== WHAT YOU HAVE TO DO ==
From the entries below, return exactly the lines beginning at the one that contains "Identify the sandy" and ending at the one that contains "Identify the blurred green", both of them included, and only those lines.

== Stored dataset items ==
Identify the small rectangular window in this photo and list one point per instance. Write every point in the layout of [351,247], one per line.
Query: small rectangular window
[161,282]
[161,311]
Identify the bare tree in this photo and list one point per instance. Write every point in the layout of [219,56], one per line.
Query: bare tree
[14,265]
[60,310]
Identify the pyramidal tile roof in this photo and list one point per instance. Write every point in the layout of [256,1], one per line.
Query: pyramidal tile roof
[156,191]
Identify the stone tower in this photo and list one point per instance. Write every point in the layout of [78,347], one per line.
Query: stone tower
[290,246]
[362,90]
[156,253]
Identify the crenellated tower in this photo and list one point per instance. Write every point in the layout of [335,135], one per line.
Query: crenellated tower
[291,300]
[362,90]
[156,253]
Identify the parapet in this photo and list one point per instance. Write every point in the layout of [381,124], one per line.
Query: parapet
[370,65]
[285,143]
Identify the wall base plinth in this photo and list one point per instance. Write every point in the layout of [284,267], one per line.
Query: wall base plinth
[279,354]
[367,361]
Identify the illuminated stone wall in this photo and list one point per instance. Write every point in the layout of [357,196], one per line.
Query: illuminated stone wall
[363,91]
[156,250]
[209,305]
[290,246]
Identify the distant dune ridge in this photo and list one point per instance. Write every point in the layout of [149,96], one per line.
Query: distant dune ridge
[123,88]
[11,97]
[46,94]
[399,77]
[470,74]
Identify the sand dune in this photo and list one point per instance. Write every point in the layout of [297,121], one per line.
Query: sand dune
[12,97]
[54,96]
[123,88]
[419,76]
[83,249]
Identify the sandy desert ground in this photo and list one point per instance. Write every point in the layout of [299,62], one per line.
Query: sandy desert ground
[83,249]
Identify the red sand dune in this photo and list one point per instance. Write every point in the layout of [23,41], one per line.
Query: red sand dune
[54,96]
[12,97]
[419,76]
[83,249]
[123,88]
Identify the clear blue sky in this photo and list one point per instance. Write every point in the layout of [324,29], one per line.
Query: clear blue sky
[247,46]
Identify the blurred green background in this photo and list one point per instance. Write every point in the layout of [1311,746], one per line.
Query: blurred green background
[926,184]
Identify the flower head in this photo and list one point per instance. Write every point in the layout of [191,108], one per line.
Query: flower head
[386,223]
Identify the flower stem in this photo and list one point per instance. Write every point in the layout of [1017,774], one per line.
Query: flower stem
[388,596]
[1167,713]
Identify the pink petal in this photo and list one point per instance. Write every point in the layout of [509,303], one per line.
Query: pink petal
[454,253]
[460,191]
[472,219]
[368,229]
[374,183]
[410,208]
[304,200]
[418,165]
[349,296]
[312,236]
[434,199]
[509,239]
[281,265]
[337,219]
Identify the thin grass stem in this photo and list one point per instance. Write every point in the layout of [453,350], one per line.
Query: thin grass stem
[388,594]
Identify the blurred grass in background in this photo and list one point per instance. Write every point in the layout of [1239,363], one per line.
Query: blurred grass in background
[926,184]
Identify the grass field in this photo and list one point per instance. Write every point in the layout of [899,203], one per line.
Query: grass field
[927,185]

== EXERCISE RESULT ==
Identify the sandy desert ground in this photo and list one point per instance. Write every point in the layout of [299,62], one per line.
Query: sandy desert ground
[83,249]
Identify the red sand dune in this photo and list one point per instance. Write every point in the layout of [23,41], one per line.
Query: red sand dune
[54,96]
[12,97]
[419,76]
[83,249]
[123,88]
Identify the clear blue sky in this photo and list one point per instance. Write every point in the layout of [324,29], one per line.
Query: clear blue sky
[247,46]
Identify the blurred green background in this photo and list one point per instance. Write every point in the layout of [1311,746], one per line.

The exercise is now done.